▶ _READING TEXT_:
>> BEGIN

For an assignment I am supposed to check whether two samples follow the same distribution. The task is basically "Generate two samples with n=40 from the same distribution (1000 times). Use KS and Chi Squared to test if they both follow the same distribution. Calculate alpha and beta." The KS test is straightforward, I simply feed both samples to ks.test and check the p-values against the significance level. I have problems using Chi squared though. We can either use chisq.test or implement our own function using information from the lecture. To my understanding, both approaches require me to split the range of possible values into intervals (bins, to use histogram terminology) and calculate the probabilities of values hitting a certain bin. I then use those probabilities for the formula from the lecture or pass them to chisq.test together with the "counts" of the other sample.
I can't seem to figure out how to automatically bin both samples using identical intervals (which at least the lecture states I have to do). Also, I am not 100% sure I understood everything right, although the formula given in the lecture for comparing two samples with chi squared does not seem too complicated and makes sense to me in a chi squared context (compare expected frequency to actual frequency, but for two samples).

>> END

▶ _DATASET RECORDS_:
>> BEGIN

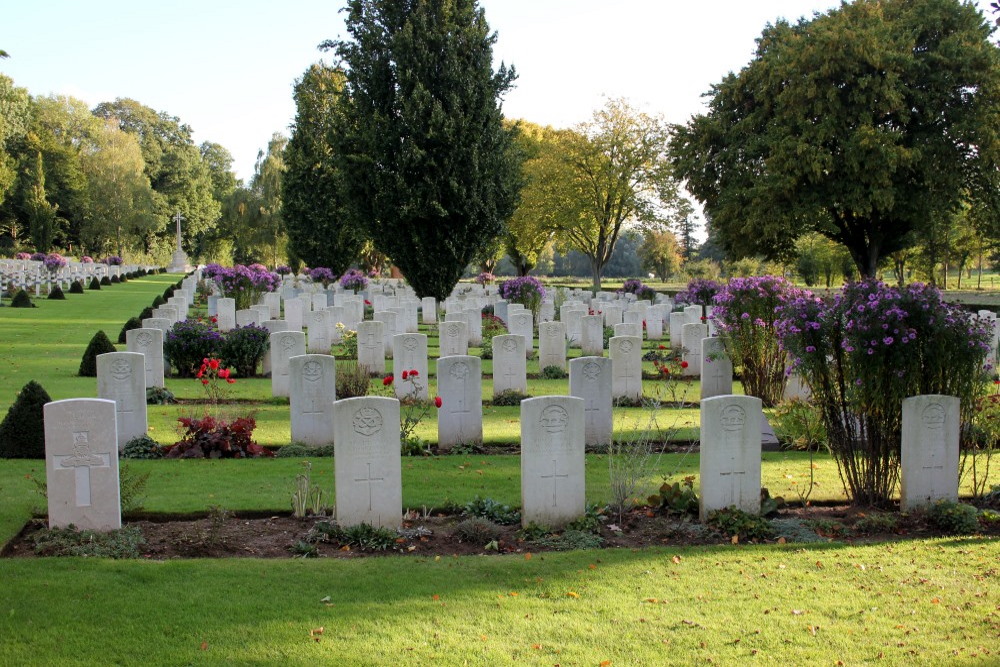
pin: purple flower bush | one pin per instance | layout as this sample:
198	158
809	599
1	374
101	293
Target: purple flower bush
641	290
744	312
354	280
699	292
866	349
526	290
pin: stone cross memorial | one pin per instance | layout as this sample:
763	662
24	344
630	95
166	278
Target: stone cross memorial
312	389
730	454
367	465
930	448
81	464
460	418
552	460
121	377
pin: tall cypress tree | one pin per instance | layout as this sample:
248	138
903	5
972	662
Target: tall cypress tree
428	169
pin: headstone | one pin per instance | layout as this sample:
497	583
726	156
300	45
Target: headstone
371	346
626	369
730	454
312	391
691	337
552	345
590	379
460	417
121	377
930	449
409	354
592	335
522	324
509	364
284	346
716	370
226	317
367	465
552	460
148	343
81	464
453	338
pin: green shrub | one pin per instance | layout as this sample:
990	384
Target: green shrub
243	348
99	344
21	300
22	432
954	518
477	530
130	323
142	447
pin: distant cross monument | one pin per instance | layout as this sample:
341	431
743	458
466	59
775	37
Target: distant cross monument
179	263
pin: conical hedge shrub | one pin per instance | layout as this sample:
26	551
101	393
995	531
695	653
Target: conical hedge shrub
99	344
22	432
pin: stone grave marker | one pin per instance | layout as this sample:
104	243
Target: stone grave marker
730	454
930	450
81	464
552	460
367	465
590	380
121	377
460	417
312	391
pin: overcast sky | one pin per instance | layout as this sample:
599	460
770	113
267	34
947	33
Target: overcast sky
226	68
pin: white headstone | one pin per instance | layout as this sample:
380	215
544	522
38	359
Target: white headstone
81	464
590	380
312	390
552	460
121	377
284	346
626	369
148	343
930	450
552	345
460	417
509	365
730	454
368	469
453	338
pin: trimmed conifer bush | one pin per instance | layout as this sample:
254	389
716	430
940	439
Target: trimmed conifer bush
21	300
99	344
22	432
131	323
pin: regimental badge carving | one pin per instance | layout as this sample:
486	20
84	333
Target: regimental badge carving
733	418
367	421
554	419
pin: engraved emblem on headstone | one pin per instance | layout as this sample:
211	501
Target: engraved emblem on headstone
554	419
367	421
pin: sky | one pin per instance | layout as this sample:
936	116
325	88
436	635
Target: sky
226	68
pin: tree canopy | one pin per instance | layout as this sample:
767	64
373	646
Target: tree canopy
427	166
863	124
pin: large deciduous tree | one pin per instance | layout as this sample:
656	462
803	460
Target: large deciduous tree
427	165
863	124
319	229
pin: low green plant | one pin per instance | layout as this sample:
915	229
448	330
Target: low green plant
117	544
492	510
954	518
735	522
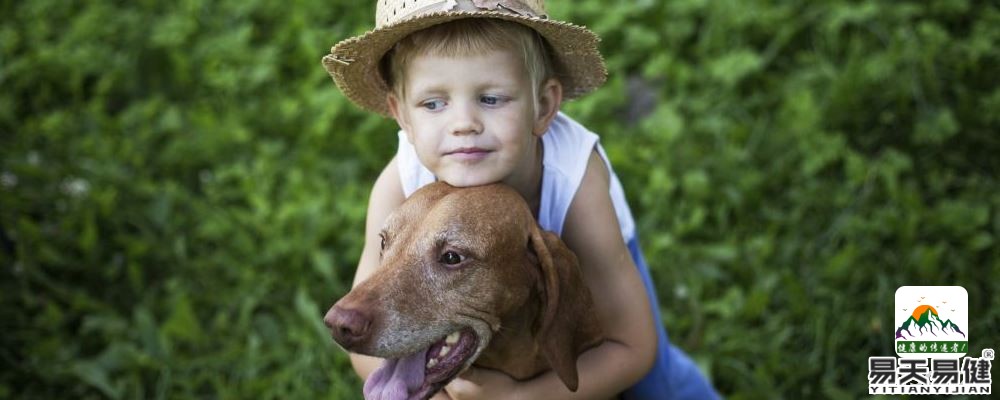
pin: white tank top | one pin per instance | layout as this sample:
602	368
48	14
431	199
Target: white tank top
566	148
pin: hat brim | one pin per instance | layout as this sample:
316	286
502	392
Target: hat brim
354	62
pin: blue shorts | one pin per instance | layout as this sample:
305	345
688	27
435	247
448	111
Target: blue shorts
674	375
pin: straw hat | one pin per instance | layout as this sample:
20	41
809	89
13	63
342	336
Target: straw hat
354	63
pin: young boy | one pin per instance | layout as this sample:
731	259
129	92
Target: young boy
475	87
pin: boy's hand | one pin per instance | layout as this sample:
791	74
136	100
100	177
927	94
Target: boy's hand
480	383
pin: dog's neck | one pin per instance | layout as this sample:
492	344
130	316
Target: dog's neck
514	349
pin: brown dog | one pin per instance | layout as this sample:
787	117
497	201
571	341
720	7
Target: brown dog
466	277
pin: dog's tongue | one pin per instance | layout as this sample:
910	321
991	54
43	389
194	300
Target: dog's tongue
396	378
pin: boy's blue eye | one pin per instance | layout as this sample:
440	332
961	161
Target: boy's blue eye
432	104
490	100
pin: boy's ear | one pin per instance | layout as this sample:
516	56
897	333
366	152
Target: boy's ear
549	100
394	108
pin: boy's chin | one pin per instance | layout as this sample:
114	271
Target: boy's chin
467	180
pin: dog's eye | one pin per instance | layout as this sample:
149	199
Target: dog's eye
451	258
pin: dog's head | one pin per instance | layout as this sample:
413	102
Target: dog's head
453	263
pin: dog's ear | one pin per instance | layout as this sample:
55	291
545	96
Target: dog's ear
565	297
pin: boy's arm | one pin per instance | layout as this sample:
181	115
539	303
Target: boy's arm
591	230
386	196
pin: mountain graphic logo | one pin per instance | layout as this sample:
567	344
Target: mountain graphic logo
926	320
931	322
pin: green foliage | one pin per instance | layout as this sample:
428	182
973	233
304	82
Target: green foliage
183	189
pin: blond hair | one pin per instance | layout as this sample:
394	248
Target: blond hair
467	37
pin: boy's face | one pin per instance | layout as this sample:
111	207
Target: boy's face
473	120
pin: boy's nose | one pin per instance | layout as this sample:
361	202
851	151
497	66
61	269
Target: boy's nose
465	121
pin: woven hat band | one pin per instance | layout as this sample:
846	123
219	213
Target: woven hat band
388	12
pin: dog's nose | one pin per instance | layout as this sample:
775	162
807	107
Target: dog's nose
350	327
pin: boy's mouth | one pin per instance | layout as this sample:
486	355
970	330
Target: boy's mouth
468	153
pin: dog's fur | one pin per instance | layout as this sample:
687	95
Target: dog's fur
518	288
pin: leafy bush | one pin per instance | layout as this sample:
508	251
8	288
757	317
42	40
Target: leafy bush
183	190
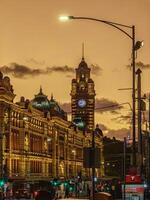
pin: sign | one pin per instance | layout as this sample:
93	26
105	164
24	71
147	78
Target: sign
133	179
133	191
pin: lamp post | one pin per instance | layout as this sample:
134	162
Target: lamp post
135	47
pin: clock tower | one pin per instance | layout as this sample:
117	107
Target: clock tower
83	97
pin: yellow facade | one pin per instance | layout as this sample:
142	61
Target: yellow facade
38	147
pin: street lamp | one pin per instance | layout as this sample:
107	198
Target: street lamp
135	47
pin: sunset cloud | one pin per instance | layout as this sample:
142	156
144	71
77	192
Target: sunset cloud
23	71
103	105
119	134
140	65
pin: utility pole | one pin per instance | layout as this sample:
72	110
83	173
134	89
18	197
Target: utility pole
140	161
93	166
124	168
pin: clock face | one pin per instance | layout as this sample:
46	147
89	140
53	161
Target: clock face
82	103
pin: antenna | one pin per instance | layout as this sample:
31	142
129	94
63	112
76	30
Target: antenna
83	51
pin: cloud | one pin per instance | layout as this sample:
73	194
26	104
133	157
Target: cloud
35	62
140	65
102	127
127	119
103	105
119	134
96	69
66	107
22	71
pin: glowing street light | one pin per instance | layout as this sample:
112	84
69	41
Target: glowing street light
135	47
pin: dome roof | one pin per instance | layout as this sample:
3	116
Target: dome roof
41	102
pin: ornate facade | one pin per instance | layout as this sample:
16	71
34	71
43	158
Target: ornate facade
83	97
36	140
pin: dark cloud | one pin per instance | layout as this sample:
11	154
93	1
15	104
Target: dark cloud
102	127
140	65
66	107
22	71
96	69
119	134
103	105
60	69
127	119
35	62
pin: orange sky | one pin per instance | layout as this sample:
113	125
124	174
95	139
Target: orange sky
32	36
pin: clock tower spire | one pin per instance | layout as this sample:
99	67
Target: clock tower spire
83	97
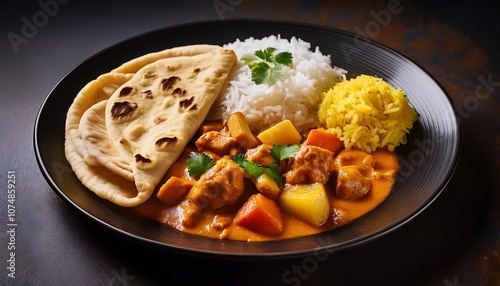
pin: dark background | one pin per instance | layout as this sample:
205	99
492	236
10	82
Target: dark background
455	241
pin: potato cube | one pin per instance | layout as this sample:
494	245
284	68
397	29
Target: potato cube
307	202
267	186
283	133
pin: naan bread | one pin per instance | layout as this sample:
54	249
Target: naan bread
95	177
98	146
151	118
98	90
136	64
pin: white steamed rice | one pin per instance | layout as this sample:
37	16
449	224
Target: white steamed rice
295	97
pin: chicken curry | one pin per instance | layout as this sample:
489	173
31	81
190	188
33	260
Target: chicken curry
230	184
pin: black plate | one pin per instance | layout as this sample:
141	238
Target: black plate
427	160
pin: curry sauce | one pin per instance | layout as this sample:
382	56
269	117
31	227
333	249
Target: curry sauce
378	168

>> END
>> BEGIN

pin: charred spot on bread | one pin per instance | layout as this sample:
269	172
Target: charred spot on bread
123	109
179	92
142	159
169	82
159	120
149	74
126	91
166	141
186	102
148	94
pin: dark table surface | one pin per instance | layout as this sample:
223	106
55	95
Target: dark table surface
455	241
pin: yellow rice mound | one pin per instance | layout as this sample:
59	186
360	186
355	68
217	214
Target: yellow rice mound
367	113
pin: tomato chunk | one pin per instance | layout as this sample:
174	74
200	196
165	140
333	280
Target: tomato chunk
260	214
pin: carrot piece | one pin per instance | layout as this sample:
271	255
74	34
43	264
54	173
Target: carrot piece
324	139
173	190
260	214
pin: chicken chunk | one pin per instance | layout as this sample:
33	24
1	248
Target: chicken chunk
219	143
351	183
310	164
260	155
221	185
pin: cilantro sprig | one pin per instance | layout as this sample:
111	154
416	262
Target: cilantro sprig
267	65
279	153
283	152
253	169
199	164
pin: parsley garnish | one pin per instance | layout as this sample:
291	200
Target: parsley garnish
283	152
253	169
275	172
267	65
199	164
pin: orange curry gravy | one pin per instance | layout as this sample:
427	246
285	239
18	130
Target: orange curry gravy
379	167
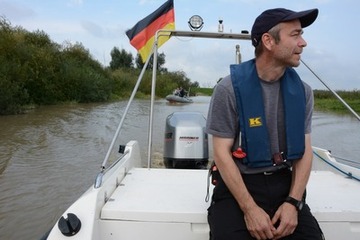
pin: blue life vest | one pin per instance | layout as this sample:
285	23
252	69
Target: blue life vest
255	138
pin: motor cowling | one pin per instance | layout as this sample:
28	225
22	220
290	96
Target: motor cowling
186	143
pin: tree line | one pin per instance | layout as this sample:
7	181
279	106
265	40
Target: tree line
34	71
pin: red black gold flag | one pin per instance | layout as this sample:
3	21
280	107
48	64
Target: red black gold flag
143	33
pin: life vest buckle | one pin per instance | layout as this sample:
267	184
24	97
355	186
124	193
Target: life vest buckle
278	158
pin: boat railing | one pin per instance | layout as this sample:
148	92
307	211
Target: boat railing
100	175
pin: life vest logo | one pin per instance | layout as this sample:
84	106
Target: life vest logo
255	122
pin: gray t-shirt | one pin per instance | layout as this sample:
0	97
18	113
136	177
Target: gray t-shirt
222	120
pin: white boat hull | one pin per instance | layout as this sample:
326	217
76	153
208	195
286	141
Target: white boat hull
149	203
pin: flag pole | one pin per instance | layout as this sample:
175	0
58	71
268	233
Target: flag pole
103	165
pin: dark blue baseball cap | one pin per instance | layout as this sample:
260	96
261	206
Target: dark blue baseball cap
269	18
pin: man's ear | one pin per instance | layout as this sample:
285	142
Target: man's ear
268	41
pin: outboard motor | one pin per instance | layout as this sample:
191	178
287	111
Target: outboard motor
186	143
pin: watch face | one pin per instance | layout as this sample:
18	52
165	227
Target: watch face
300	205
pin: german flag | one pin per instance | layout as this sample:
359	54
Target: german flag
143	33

>> END

▶ _TASK INSTRUCTIONS_:
(a) Please summarize the forum post on comparing two samples in two sentences.
(b) In the forum post on comparing two samples, how many times are the two samples to be generated?
(c) Carry on the forum post on comparing two samples from where it stops.

▶ _PER-TASK ANSWERS_:
(a) The poster has an assignment to generate two samples with n=40 from the same distribution 1000 times, test whether they follow the same distribution with KS and chi squared, and calculate alpha and beta. The KS test is straightforward with ks.test, but for chi squared the poster cannot figure out how to automatically bin both samples using identical intervals.

(b) 1000 times.

(c)
So I would like to know:
- Does my explanation of the concept of the test reveal some misunderstandings concerning the chi squared test?
How do I go about binning two samples using the same intervals? The suggested approach seems to be using histograms, but this usually leaves me with different intervals for each sample. The following does not work as well:
h1<-hist(sample1) h2<-hist(sample2,breaks=h1$breaks)
since at some point I am confronted with values which do not fit into the intervals specified by h1.
Since the lecture is in Russian, which is not my native language, something might very well simply have gone past me. Please let me know if you have the impression I missed a crucial point.
P.S. The code here tries to accomplish the same thing. When I run it, I immediately have the same problem as before.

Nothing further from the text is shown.